** What to work on **
Leave out the images and transcribe the entries below word for word.

** Data under study **
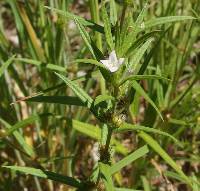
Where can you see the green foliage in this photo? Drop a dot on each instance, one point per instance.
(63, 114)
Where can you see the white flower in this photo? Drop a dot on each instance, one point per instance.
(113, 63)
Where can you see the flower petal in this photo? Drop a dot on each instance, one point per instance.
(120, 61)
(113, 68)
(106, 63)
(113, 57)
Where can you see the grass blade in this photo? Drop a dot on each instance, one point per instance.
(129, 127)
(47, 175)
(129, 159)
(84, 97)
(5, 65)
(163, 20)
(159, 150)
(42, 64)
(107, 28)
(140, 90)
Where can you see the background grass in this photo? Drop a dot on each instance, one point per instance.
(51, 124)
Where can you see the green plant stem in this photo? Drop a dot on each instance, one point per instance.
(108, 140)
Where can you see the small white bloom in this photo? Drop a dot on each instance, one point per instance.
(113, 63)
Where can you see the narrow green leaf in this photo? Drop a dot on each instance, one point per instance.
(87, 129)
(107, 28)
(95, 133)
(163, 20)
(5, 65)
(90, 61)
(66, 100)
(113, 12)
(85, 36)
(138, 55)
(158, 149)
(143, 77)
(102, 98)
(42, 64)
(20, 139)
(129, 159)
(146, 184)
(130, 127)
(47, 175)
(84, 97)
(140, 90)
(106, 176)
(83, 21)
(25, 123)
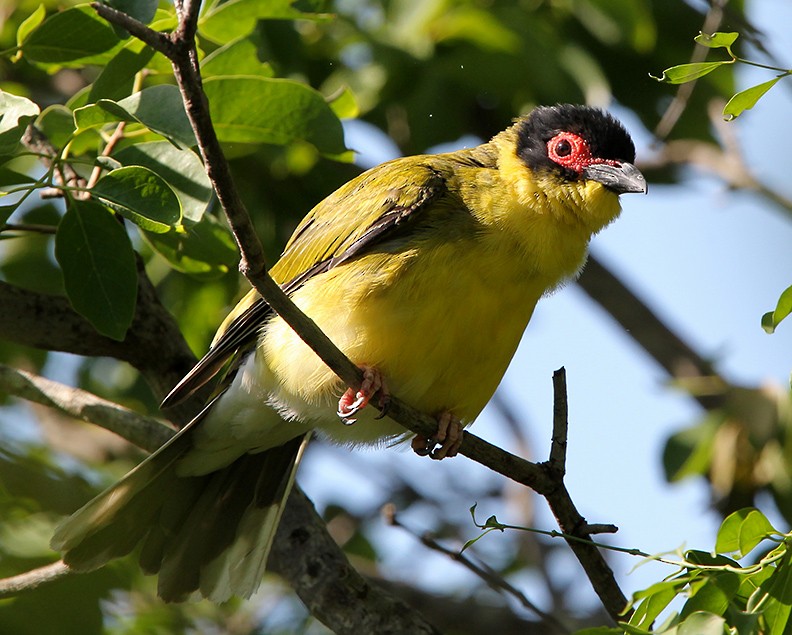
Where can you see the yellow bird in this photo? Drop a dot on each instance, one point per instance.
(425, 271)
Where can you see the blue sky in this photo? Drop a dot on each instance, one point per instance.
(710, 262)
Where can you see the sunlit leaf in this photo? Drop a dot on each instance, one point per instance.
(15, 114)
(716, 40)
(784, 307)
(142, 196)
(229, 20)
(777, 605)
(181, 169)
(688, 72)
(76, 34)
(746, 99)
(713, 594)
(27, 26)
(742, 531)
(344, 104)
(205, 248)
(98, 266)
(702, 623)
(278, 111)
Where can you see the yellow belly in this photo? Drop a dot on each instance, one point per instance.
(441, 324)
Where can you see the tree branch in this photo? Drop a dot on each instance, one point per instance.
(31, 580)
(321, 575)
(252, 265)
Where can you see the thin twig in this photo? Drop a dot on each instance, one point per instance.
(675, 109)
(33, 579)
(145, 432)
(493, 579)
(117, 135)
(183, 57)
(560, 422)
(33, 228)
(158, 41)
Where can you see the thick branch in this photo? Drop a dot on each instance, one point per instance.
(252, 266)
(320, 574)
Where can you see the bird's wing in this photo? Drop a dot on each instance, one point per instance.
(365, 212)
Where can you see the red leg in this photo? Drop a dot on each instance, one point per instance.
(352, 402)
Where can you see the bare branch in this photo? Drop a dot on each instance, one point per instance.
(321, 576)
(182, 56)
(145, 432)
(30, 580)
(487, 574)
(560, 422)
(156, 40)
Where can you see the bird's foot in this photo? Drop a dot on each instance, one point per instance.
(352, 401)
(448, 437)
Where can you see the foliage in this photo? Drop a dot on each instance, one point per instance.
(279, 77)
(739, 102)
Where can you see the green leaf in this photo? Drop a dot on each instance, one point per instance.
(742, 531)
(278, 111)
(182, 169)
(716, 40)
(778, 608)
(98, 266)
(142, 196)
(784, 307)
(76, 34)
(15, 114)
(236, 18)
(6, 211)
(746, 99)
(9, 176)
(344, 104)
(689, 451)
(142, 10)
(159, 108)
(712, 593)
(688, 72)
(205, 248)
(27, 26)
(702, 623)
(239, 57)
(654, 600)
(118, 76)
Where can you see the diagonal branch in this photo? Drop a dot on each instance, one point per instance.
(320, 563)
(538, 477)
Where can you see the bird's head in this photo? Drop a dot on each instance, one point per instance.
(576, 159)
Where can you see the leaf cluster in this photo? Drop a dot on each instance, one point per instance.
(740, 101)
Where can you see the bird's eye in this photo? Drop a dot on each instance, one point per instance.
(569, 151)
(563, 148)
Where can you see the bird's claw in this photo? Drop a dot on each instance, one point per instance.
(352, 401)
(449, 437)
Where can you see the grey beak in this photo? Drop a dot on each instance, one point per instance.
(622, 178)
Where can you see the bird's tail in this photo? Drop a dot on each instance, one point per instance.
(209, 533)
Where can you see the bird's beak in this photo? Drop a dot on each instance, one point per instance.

** The answer **
Where can you see the green foliage in this photo? Drop a dot on each instance, one point per instance.
(63, 114)
Where can you see the white flower in this photo? Drop a dot on each instance, one point per instance.
(113, 63)
Where can you see the flower petal in this photo? Drop a dot on each instance, one point per instance.
(120, 61)
(113, 68)
(106, 63)
(113, 57)
Where can you see the grass blade in this photo? Drop a dot on each instance, one point per instance.
(129, 127)
(47, 175)
(129, 159)
(84, 97)
(5, 65)
(163, 20)
(159, 150)
(42, 64)
(107, 28)
(140, 90)
Where can you see the background grass in this photo? Drop a dot on each instance, one point per instance.
(51, 124)
Where can you see the green plant stem in this photo? Drop a dot on each instance, one point per instance.
(108, 140)
Where can you see the small white bloom in this photo? Drop a dot on each instance, one point per instance.
(113, 63)
Where can you see the narrow green leaf in this photo? Drop a dot on each instance, one point per instance.
(87, 129)
(107, 28)
(95, 133)
(163, 20)
(5, 65)
(90, 61)
(66, 100)
(113, 12)
(85, 36)
(138, 55)
(158, 149)
(143, 77)
(102, 98)
(42, 64)
(20, 139)
(129, 159)
(146, 184)
(130, 127)
(47, 175)
(84, 97)
(140, 90)
(106, 176)
(83, 21)
(25, 123)
Where can you see the yellow bird in this photo? Drop a dot on each instance, one point per instance.
(425, 271)
Where can you see the blue sky in this photo? Drop a dot on each instance, one point per instance.
(710, 262)
Where can you see the sunlit leaf in this photo? Drop a dot on each instance, one point per instance.
(15, 114)
(716, 40)
(784, 307)
(142, 196)
(229, 20)
(777, 605)
(181, 169)
(688, 72)
(76, 34)
(746, 99)
(713, 594)
(27, 26)
(742, 531)
(344, 104)
(205, 248)
(98, 266)
(702, 623)
(278, 111)
Where can you see the yellow belly in this photo? Drop a dot on each instance, one point per instance.
(441, 324)
Where can you see the tree branch in this photo? Drop a dot on each instance, one point per instance.
(31, 580)
(321, 575)
(252, 265)
Where can you see the thin twig in this photo? Drop a dot on each instance, one point per instance.
(675, 109)
(33, 579)
(145, 432)
(493, 579)
(117, 135)
(183, 57)
(560, 422)
(33, 228)
(158, 41)
Where can you see the thick branch in this photo? Drop a dot on each instance, one point per instance.
(252, 266)
(320, 574)
Where can you see the bird's wing in this photo? Drop a dot on each instance, one point per instance.
(365, 212)
Where can you see the red leg in this photo? Drop a dot on each instance, one point per instance.
(352, 402)
Where can you see the bare branch in this photo? Drop a dot on each instance, one point per instance.
(321, 576)
(182, 56)
(145, 432)
(30, 580)
(487, 574)
(560, 422)
(156, 40)
Where can you see the bird's foot in this photo? Drop a dot on each instance, one point per instance.
(352, 401)
(448, 437)
Where can you see the foliage in this photo? Drop a dot on each instance, one point per instance.
(279, 77)
(739, 102)
Where can you see the green leaf in this photo? Drop a dot on each instance, one point per instance.
(742, 531)
(278, 111)
(182, 169)
(716, 40)
(778, 608)
(98, 266)
(142, 196)
(784, 307)
(76, 34)
(15, 114)
(236, 18)
(6, 211)
(746, 99)
(9, 176)
(344, 104)
(689, 451)
(142, 10)
(159, 108)
(712, 593)
(688, 72)
(205, 248)
(27, 26)
(702, 623)
(239, 57)
(654, 600)
(118, 76)
Where can you see the diagonal branch in this photo? Drop a dot on each instance, one point per instance.
(320, 563)
(538, 477)
Where can you see the bird's head in this photo? Drop a dot on each instance, one point per instance.
(576, 159)
Where can you see the leaf cluster in this photo? Drop a dot on each instance, one point per instance.
(740, 101)
Where can you see the bird's eye in this photo? Drop a dot on each instance, one point per instance.
(569, 151)
(563, 148)
Where can you see the bird's claw in this photo? Drop a dot on each instance, one point per instance.
(352, 401)
(449, 437)
Where can you see the grey beak in this photo? Drop a dot on each instance, one point per instance.
(622, 178)
Where can you see the bird's tail in this photo? Drop a dot on each instance, one point per instance.
(209, 533)
Where can you see the bird's beak in this photo? Drop a dot on each instance, one point per instance.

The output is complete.